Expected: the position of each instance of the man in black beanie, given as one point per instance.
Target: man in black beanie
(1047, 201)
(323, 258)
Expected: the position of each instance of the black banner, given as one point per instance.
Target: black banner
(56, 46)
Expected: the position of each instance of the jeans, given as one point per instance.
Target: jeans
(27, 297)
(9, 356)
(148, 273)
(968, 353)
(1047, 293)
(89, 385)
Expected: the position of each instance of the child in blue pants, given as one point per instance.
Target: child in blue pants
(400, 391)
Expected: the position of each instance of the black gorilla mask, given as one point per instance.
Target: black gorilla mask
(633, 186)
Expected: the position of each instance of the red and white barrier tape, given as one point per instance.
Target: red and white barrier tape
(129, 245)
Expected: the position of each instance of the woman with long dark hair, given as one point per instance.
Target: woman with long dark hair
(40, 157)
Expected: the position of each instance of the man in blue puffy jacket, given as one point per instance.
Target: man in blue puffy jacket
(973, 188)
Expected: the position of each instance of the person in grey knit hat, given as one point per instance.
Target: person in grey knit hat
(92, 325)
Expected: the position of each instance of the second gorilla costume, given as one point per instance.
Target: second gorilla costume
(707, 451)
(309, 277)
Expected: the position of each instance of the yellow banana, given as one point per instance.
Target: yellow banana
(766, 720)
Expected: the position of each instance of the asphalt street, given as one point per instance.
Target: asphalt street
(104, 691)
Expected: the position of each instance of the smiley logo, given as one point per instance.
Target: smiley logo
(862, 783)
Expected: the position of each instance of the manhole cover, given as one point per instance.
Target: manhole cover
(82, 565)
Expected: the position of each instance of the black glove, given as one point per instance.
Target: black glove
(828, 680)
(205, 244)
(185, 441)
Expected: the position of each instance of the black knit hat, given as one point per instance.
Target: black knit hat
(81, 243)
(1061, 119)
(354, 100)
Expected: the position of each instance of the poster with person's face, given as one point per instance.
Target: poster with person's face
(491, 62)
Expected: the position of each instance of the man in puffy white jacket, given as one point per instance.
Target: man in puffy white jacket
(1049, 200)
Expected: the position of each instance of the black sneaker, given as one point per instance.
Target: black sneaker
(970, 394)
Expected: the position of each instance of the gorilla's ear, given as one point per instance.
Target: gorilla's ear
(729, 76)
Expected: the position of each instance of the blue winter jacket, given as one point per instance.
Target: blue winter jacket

--------------------

### WHAT YOU ARE ASKED TO DO
All lines of the material that contain the word "winter" should be listed.

### EXERCISE SOLUTION
Expected: the position of each instance of the blue winter jacket, given as one point per instance.
Target: blue winter jacket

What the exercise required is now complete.